§ Excerpt to read:
============

Community Navigation Team
To serve as an extension to the resources that Encompass provides to families, our Family Care Coordination Team is active in The Supportive Community for All’s Navigation Team. The Navigation team meets monthly and is comprised of dozens of local organizations linked by a referral platform to ensure families are efficiently connected with pertinent resources. There is a vast range of participating organizations allowing the collaboration to be robust and tailored to the unique needs of the family – from food banks to shelters, or energy assistance to senior centers – the Navigation Team works diligently to connect families to resources.
The Encompass Model
In the last year, we’ve also started doing more all-team trainings and building a cohesive group understanding of “The Encompass Model”.
- Connection focused
- Diversity affirming
- Increases reflective capacity
- Welcomes authentic vulnerability.

============

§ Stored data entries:
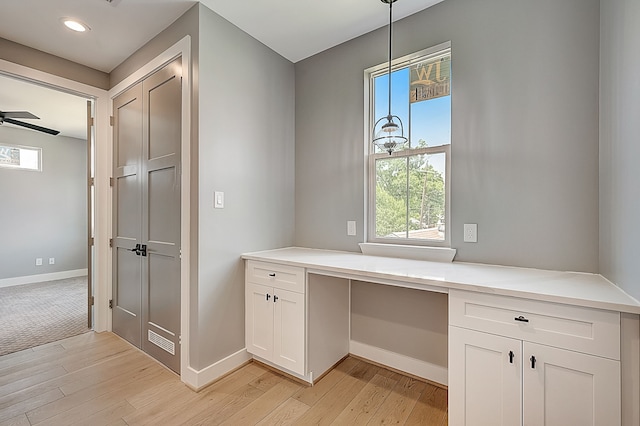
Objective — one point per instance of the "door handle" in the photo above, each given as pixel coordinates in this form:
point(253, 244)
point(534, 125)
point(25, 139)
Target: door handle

============

§ What you need to do:
From the Encompass passage, copy word for word the portion between "Community Navigation Team" and "families to resources.", inclusive.

§ Result for this task:
Community Navigation Team
To serve as an extension to the resources that Encompass provides to families, our Family Care Coordination Team is active in The Supportive Community for All’s Navigation Team. The Navigation team meets monthly and is comprised of dozens of local organizations linked by a referral platform to ensure families are efficiently connected with pertinent resources. There is a vast range of participating organizations allowing the collaboration to be robust and tailored to the unique needs of the family – from food banks to shelters, or energy assistance to senior centers – the Navigation Team works diligently to connect families to resources.